TASK TO COMPLETE —
Pick up the Spaceport America article at its last sentence and carry it forward.

SELECTED TEXT —
#####
GOLDEN, Colo. — New Mexico’s Spaceport America, which is being billed as the first “purpose-built” commercial spaceport in the United States, must conquer some challenging milestones that lie ahead if it is to open in late 2009 or early 2010.

The $180 million New Mexico spaceport project will have an 18,000 acre footprint that covers open, generally level range land north of Las Cruces and east of Truth or Consequences. This area was favored for its low population density, uncongested airspace and high elevation.

The spaceport is being designed to support a variety of commercial space businesses. It is intended to serve not only as a hub for the emerging suborbital space tourism market, but also eventually to become a center for handling orbital launch.

Steven Landeene, the newly appointed executive director for Spaceport America, settled into his new post Jan. 7 after his hiring in early December by the New Mexico Spaceport Authority Board.

It is clear that Landeene has hit the ground running – and needs to.
#####
DATA ENTRIES —
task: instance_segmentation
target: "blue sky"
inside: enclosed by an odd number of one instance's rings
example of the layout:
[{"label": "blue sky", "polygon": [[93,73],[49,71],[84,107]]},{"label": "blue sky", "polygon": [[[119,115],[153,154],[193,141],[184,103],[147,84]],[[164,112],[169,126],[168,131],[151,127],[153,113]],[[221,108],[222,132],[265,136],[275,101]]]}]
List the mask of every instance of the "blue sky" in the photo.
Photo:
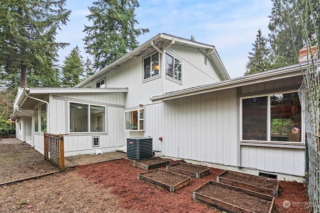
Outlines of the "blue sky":
[{"label": "blue sky", "polygon": [[[70,21],[62,27],[58,41],[70,45],[58,52],[62,63],[76,45],[84,59],[88,55],[82,39],[84,25],[90,25],[86,17],[88,6],[94,0],[66,0],[66,7],[72,10]],[[271,14],[270,0],[140,0],[136,9],[138,28],[150,32],[137,38],[140,44],[159,33],[190,39],[214,45],[231,78],[244,75],[252,52],[257,31],[268,37],[268,15]]]}]

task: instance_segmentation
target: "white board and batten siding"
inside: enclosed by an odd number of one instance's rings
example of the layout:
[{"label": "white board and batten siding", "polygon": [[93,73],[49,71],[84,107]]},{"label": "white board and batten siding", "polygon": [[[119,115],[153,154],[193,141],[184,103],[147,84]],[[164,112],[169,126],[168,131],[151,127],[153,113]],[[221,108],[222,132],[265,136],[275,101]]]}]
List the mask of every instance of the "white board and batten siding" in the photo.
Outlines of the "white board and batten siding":
[{"label": "white board and batten siding", "polygon": [[144,104],[146,118],[144,131],[126,132],[126,138],[151,137],[153,138],[153,149],[156,151],[162,151],[163,143],[158,140],[158,138],[164,137],[162,133],[164,132],[164,127],[166,126],[166,123],[162,115],[164,110],[162,103],[152,103],[150,97],[164,92],[220,80],[220,77],[213,71],[214,68],[212,67],[212,61],[208,58],[207,64],[205,64],[204,58],[206,56],[198,48],[174,45],[165,49],[166,51],[182,62],[181,83],[172,81],[168,76],[163,77],[165,75],[161,73],[164,72],[164,68],[161,67],[161,65],[163,64],[161,60],[158,77],[150,78],[150,80],[144,79],[144,58],[157,52],[155,49],[144,53],[116,70],[94,79],[90,83],[90,87],[96,87],[96,82],[104,79],[106,87],[128,88],[128,92],[125,98],[126,110],[138,108],[138,106],[140,104]]},{"label": "white board and batten siding", "polygon": [[[297,89],[302,76],[241,87],[240,96]],[[241,167],[297,176],[304,175],[304,149],[241,145]]]},{"label": "white board and batten siding", "polygon": [[237,166],[236,88],[164,103],[163,155]]},{"label": "white board and batten siding", "polygon": [[[164,80],[164,93],[214,83],[222,80],[215,70],[212,61],[204,52],[206,50],[174,45],[165,49],[166,52],[182,62],[182,84]],[[206,64],[205,59],[206,58]]]},{"label": "white board and batten siding", "polygon": [[[68,134],[64,137],[65,156],[93,154],[96,149],[102,152],[115,151],[124,145],[124,93],[120,92],[63,93],[50,96],[50,132]],[[69,101],[106,106],[106,133],[69,132]],[[93,137],[100,137],[98,147],[92,146]]]}]

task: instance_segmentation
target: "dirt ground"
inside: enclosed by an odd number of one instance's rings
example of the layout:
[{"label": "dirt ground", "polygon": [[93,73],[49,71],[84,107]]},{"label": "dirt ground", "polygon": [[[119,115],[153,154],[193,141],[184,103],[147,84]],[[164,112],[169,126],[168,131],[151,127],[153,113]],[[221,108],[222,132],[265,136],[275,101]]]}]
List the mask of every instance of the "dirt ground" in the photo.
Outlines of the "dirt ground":
[{"label": "dirt ground", "polygon": [[[34,163],[32,166],[21,160],[24,159],[22,154],[13,159],[4,154],[10,153],[12,147],[2,145],[0,144],[0,182],[8,179],[7,176],[14,180],[22,174],[30,175],[44,169],[42,165],[48,162],[38,161],[43,160],[42,155],[28,154],[26,161]],[[38,153],[32,148],[26,149]],[[52,166],[52,169],[56,168]],[[138,175],[145,171],[127,159],[81,166],[38,180],[0,186],[0,213],[220,212],[192,199],[194,189],[216,180],[222,172],[210,170],[210,175],[200,179],[192,178],[188,186],[170,193],[138,180]],[[308,213],[305,190],[303,184],[280,182],[276,197],[276,212]],[[284,207],[286,201],[290,202],[288,208]]]}]

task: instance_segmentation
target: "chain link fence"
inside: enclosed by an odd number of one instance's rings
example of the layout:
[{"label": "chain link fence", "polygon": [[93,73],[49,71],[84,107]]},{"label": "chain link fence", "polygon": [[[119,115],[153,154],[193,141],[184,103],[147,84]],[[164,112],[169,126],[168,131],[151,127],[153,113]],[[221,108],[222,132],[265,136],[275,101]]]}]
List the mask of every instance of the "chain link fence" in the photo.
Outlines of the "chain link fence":
[{"label": "chain link fence", "polygon": [[320,77],[319,61],[310,62],[298,90],[306,123],[306,182],[312,212],[320,212]]}]

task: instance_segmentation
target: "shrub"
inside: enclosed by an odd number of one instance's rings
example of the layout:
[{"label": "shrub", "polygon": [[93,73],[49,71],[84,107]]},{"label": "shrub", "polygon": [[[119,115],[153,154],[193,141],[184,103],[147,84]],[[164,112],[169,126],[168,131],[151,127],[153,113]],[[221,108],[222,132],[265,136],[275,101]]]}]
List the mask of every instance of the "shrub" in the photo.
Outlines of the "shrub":
[{"label": "shrub", "polygon": [[0,120],[0,136],[16,135],[16,128],[12,127],[11,122],[5,120]]}]

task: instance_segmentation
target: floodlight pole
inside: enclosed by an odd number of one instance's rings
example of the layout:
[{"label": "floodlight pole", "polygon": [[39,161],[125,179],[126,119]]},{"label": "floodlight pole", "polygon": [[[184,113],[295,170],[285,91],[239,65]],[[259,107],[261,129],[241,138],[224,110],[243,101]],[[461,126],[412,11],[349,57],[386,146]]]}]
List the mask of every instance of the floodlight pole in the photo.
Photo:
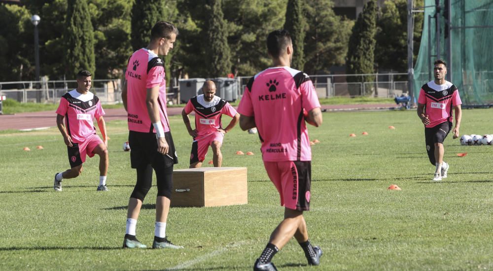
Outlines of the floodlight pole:
[{"label": "floodlight pole", "polygon": [[413,0],[407,0],[407,89],[411,104],[414,103],[414,68],[413,68],[414,22],[413,18]]}]

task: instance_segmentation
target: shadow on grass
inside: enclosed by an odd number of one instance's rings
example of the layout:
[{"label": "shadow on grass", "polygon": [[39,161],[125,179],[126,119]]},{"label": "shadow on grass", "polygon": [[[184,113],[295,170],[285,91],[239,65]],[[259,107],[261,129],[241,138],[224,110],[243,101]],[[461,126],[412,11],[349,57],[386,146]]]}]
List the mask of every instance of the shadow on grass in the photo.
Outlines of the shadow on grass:
[{"label": "shadow on grass", "polygon": [[[53,189],[53,187],[51,188]],[[22,194],[25,193],[43,193],[43,192],[51,192],[48,190],[41,190],[40,189],[35,189],[34,190],[26,190],[25,191],[0,191],[0,194],[14,194],[14,193],[19,193]]]},{"label": "shadow on grass", "polygon": [[0,251],[15,250],[57,250],[94,249],[96,250],[112,250],[123,249],[121,246],[11,246],[0,247]]},{"label": "shadow on grass", "polygon": [[[128,206],[115,206],[115,207],[109,207],[108,208],[103,208],[103,210],[126,210],[128,208]],[[147,203],[142,204],[142,207],[141,209],[143,209],[144,210],[153,210],[156,208],[156,204],[155,203]]]}]

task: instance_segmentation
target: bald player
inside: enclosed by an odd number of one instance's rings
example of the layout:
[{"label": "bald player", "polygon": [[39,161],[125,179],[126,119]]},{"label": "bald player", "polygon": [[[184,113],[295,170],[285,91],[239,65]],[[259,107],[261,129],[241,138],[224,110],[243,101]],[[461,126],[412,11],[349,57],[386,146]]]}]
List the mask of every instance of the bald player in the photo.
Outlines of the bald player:
[{"label": "bald player", "polygon": [[[231,131],[240,120],[240,114],[226,101],[215,95],[215,84],[207,80],[202,87],[203,94],[190,99],[181,111],[183,122],[188,134],[193,138],[190,155],[190,168],[200,168],[207,154],[209,146],[212,148],[214,167],[222,165],[221,146],[224,135]],[[195,113],[195,129],[192,130],[188,114]],[[229,124],[222,128],[221,117],[227,115],[233,118]]]}]

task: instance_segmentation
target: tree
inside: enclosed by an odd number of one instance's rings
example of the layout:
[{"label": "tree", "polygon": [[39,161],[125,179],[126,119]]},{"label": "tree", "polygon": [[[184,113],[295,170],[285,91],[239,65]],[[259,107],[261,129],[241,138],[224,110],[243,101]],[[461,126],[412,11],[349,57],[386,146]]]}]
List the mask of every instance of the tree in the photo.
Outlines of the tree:
[{"label": "tree", "polygon": [[66,31],[64,34],[65,74],[76,77],[81,69],[94,73],[94,33],[86,0],[68,0]]},{"label": "tree", "polygon": [[352,21],[336,16],[331,0],[308,0],[305,17],[310,26],[305,37],[304,71],[326,74],[333,66],[346,62]]},{"label": "tree", "polygon": [[[374,51],[376,32],[377,8],[374,0],[365,4],[352,27],[349,39],[346,72],[348,74],[373,73]],[[374,76],[348,78],[349,82],[371,82]]]},{"label": "tree", "polygon": [[221,9],[221,0],[209,0],[210,15],[207,16],[208,28],[206,30],[209,41],[206,47],[207,63],[210,67],[210,77],[225,77],[231,72],[229,45],[228,45],[226,23]]},{"label": "tree", "polygon": [[291,67],[303,70],[305,65],[303,53],[305,35],[307,24],[303,16],[303,3],[301,0],[288,0],[286,9],[286,20],[284,29],[289,32],[293,41],[293,59]]},{"label": "tree", "polygon": [[0,81],[34,80],[34,26],[25,7],[0,4]]}]

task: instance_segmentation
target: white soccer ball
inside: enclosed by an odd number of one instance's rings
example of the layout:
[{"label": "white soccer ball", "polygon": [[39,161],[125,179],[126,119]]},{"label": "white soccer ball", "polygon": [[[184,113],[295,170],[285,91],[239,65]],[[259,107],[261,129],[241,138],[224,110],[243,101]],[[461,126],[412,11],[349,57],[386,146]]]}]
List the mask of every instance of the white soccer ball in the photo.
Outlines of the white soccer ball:
[{"label": "white soccer ball", "polygon": [[128,143],[128,141],[123,143],[123,150],[125,151],[130,150],[130,144]]},{"label": "white soccer ball", "polygon": [[460,145],[471,145],[472,144],[472,138],[470,136],[463,135],[460,136]]},{"label": "white soccer ball", "polygon": [[493,137],[491,135],[485,135],[481,139],[481,143],[483,145],[491,145],[492,141],[493,140]]},{"label": "white soccer ball", "polygon": [[248,129],[248,134],[257,134],[257,128],[256,128],[255,127],[253,127],[253,128],[252,128],[251,129]]},{"label": "white soccer ball", "polygon": [[475,135],[472,138],[472,143],[474,145],[481,145],[482,139],[483,136],[481,136],[479,135]]}]

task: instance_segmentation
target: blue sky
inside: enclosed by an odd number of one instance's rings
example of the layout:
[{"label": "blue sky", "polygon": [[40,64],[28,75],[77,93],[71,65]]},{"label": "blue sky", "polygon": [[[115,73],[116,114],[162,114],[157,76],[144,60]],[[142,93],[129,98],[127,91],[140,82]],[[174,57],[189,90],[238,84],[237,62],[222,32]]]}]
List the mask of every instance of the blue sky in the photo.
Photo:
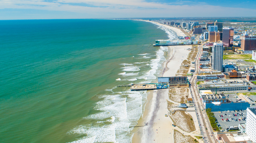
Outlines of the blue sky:
[{"label": "blue sky", "polygon": [[256,16],[256,1],[0,0],[0,19]]}]

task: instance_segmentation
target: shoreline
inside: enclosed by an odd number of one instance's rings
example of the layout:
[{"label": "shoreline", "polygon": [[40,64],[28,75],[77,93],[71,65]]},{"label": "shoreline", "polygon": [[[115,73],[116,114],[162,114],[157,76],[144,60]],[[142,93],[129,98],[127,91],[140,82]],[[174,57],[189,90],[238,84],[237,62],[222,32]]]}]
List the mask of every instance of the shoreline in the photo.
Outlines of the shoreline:
[{"label": "shoreline", "polygon": [[[151,21],[143,21],[164,26],[172,30],[178,36],[186,35],[178,28]],[[167,55],[165,57],[166,60],[162,65],[161,76],[175,76],[182,62],[186,59],[190,52],[185,49],[191,46],[168,46]],[[144,110],[138,122],[138,125],[147,125],[134,128],[132,142],[151,142],[154,141],[156,142],[174,142],[174,128],[172,125],[173,123],[170,118],[164,116],[168,112],[166,100],[169,99],[168,91],[168,89],[164,89],[147,92],[148,96]]]}]

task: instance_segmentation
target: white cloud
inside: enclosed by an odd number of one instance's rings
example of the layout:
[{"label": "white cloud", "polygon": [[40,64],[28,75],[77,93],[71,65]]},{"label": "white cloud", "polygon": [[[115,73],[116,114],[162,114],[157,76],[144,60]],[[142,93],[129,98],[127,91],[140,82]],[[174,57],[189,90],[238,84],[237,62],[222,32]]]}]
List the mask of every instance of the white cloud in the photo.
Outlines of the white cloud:
[{"label": "white cloud", "polygon": [[[210,6],[146,2],[142,0],[0,0],[0,9],[32,9],[84,13],[81,18],[252,16],[256,10]],[[75,4],[74,5],[74,4]],[[89,6],[82,6],[88,5]],[[251,15],[246,15],[246,13]]]}]

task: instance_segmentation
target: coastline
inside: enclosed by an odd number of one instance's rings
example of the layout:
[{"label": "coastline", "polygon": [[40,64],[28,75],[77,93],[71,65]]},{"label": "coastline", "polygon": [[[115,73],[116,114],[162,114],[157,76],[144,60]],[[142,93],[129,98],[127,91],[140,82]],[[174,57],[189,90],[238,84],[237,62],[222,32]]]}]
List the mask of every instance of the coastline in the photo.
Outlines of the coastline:
[{"label": "coastline", "polygon": [[[149,21],[164,26],[176,33],[178,36],[185,34],[180,29]],[[186,59],[190,51],[186,49],[191,45],[168,46],[166,60],[162,64],[161,76],[174,76],[183,61]],[[138,121],[138,126],[144,127],[134,129],[132,142],[173,142],[173,127],[171,119],[164,116],[168,109],[166,100],[169,99],[168,89],[148,91],[144,111]]]}]

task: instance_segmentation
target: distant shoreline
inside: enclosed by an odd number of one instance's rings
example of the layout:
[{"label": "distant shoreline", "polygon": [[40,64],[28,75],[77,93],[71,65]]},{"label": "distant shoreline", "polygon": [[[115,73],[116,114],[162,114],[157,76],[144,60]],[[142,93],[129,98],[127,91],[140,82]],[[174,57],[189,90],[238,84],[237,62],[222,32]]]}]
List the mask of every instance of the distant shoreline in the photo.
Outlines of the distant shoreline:
[{"label": "distant shoreline", "polygon": [[[139,20],[152,23],[170,29],[178,36],[185,36],[180,29],[148,21]],[[168,47],[166,60],[162,64],[161,76],[174,76],[183,60],[186,59],[190,51],[185,49],[191,45]],[[169,89],[148,91],[147,101],[144,111],[138,121],[138,125],[144,127],[134,128],[132,142],[173,142],[173,123],[170,118],[164,116],[167,114],[166,100],[169,99]]]}]

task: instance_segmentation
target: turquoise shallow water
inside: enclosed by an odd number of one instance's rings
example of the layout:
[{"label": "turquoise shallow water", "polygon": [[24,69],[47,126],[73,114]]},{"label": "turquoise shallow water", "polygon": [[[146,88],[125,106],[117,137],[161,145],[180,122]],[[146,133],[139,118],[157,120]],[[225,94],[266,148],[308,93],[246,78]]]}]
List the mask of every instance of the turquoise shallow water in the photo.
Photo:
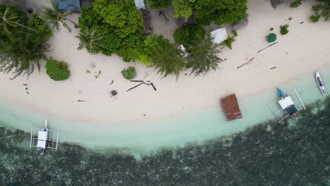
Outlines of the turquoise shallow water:
[{"label": "turquoise shallow water", "polygon": [[[326,85],[329,72],[321,70]],[[309,104],[298,124],[271,120],[267,104],[275,89],[239,100],[243,118],[229,123],[219,107],[104,125],[1,102],[0,185],[330,185],[330,98],[322,96],[314,73],[281,87],[296,88]],[[61,142],[41,156],[29,148],[28,132],[14,130],[42,126],[46,117],[61,129]]]},{"label": "turquoise shallow water", "polygon": [[[330,68],[320,73],[326,85],[330,82]],[[281,88],[286,92],[296,89],[306,104],[324,98],[317,87],[313,72],[283,85]],[[76,142],[89,147],[126,147],[140,153],[161,147],[182,147],[187,142],[202,142],[274,119],[268,103],[276,98],[274,89],[238,100],[243,118],[231,122],[226,121],[219,105],[171,118],[109,125],[55,118],[0,101],[0,123],[29,132],[31,126],[42,127],[47,118],[51,128],[61,130],[61,142]]]}]

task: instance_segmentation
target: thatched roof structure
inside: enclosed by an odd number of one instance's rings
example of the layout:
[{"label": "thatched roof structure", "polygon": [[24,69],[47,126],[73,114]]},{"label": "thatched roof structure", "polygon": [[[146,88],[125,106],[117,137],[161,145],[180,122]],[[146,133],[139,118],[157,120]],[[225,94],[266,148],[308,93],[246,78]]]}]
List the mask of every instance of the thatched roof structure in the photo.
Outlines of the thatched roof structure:
[{"label": "thatched roof structure", "polygon": [[271,0],[271,7],[275,8],[281,4],[286,3],[287,1],[288,0]]}]

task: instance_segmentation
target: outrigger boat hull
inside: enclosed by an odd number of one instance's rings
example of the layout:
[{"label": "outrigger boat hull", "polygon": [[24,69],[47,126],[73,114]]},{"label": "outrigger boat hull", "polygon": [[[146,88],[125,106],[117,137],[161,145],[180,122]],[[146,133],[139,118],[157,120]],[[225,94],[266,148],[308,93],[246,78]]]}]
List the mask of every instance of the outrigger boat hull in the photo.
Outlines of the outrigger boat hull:
[{"label": "outrigger boat hull", "polygon": [[317,80],[317,85],[319,86],[321,92],[324,96],[326,95],[326,91],[325,89],[325,87],[323,85],[322,79],[321,79],[321,75],[319,75],[319,71],[316,71],[315,73],[315,78]]}]

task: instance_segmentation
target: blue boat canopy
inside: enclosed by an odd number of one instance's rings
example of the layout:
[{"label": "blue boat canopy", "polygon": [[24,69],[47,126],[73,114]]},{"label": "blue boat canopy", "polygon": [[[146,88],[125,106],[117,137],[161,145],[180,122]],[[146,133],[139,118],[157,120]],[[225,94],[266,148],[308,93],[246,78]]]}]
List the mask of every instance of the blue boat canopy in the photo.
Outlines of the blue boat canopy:
[{"label": "blue boat canopy", "polygon": [[79,0],[54,0],[54,1],[59,3],[59,9],[61,13],[67,11],[73,11],[74,12],[80,11]]}]

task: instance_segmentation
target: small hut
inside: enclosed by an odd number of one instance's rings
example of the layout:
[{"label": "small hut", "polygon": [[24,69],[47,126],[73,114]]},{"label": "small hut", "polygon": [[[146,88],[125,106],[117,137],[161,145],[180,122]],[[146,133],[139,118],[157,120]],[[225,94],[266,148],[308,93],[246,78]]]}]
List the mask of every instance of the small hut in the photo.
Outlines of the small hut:
[{"label": "small hut", "polygon": [[227,121],[242,118],[242,113],[235,94],[221,98],[221,101]]}]

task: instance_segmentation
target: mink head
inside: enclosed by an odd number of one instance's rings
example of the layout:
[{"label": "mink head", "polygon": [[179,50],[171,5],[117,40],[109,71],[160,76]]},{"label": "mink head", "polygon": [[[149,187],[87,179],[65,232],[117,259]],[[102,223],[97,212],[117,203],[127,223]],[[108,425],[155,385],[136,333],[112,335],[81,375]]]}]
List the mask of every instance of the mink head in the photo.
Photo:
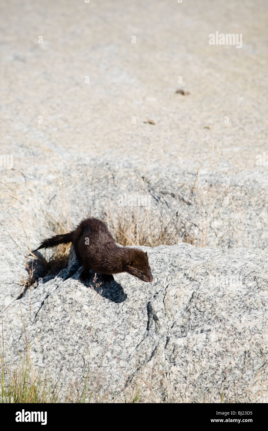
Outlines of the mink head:
[{"label": "mink head", "polygon": [[131,251],[132,250],[132,256],[127,265],[128,272],[143,281],[152,281],[153,278],[151,272],[147,252],[145,253],[144,251],[137,249],[132,249]]}]

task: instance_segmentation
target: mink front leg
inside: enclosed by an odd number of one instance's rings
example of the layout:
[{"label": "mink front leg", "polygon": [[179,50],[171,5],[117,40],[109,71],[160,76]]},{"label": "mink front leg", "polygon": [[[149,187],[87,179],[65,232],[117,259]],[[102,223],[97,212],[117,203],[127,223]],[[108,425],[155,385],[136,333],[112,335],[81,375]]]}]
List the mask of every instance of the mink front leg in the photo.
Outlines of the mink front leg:
[{"label": "mink front leg", "polygon": [[89,278],[88,273],[90,268],[89,266],[86,266],[83,265],[82,268],[82,272],[80,274],[80,280],[82,281],[86,281]]}]

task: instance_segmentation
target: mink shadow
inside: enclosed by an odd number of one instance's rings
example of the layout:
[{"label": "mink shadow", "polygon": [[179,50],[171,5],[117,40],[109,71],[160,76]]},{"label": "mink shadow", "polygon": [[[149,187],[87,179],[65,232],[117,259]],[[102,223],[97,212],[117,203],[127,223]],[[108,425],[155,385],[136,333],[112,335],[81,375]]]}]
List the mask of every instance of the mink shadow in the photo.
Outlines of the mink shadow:
[{"label": "mink shadow", "polygon": [[84,286],[86,286],[89,289],[92,289],[100,296],[109,300],[109,301],[112,301],[115,303],[118,304],[125,301],[128,295],[124,292],[120,283],[115,280],[109,282],[104,281],[101,274],[97,273],[97,282],[94,283],[93,281],[95,273],[90,272],[89,278],[86,281],[81,281],[78,274],[77,276],[76,274],[75,274],[72,278],[79,280],[80,282],[83,283]]},{"label": "mink shadow", "polygon": [[[47,262],[41,253],[36,251],[35,254],[38,258],[31,258],[26,263],[25,269],[28,273],[28,276],[24,280],[21,292],[16,298],[17,300],[23,298],[29,289],[38,289],[40,283],[46,283],[56,277],[64,281],[69,278],[79,280],[88,288],[92,288],[100,296],[116,303],[123,302],[127,299],[127,295],[119,283],[115,281],[109,282],[105,281],[101,274],[97,273],[94,281],[95,273],[90,271],[86,281],[81,280],[80,275],[81,267],[80,267],[75,258],[71,258],[69,263],[67,261],[59,262],[59,265],[54,267],[53,270],[51,270],[51,269],[48,268]],[[73,253],[71,252],[71,254]],[[78,271],[80,268],[81,271]]]}]

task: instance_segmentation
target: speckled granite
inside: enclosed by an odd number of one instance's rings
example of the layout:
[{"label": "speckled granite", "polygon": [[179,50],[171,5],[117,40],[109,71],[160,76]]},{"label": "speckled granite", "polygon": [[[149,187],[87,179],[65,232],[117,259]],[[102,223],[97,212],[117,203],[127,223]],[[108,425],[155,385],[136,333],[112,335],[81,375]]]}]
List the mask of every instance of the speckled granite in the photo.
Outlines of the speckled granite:
[{"label": "speckled granite", "polygon": [[13,302],[0,315],[5,357],[14,365],[25,351],[20,304],[35,372],[60,381],[62,397],[70,382],[81,389],[88,366],[91,387],[101,385],[91,401],[131,401],[139,392],[140,402],[262,402],[265,253],[187,244],[143,249],[152,283],[124,274],[92,289],[80,282],[73,256],[67,270]]}]

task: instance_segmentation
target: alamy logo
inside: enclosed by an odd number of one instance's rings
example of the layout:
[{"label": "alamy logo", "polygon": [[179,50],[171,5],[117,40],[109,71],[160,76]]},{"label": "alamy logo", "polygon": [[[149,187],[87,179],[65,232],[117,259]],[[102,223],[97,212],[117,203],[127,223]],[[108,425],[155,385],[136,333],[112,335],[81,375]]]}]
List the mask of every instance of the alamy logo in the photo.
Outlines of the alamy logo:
#####
ANSWER TO THE PROBLEM —
“Certainly, everybody is optimistic. Everyone would like to see ground broken. But of course you’ve got architectural designs, the whole site to be prepared and bid out before you can break Earth … as well as the environmental impact study,” Landeene told Space News in a Jan. 11 telephone interview. “There’s a lot of behind-the-scenes activity that has to go on to do a project of this magnitude, prior to the start of digging,” he said.

Landeene brings to the project some 20 years experience with Honeywell Aerospace and three years with Landmark Aviation. As the director of aftermarket services marketing, sales and support at Honeywell International Inc., he served as the global marketing and sales support leader for the company’s aftermarket services.

Most recently, Landeene served as the director of strategy and planning for sales and marketing of Landmark Aviation out of Phoenix.

Taxing issues

Landeene said one large near-term Spaceport America action item is an April 8 vote in New Mexico’s Sierra County to approve a 0.25 percent increase in the gross receipts tax to help foot the bill for building Spaceport America.

Last year, Doa Ana County voted in favor of the spaceport tax – albeit by a slim margin. The final certified spaceport tax election results on April 6, 2007, were 9,020 (50.8 percent) for the measure; 8,750 (49.2 percent) voted against it.

The upcoming April tax vote, if approved, would lead to the creation of a spaceport district that could spend county-collected revenue on the project. Similarly, a spaceport sales tax referendum is to be held in Otero County in the later part of the year, Landeene said.

Sierra County, along with Otero County and Doa Ana County, form a triad of counties that encompass Spaceport America, but the spaceport itself is actually 100 percent located in Sierra County, Landeene stated.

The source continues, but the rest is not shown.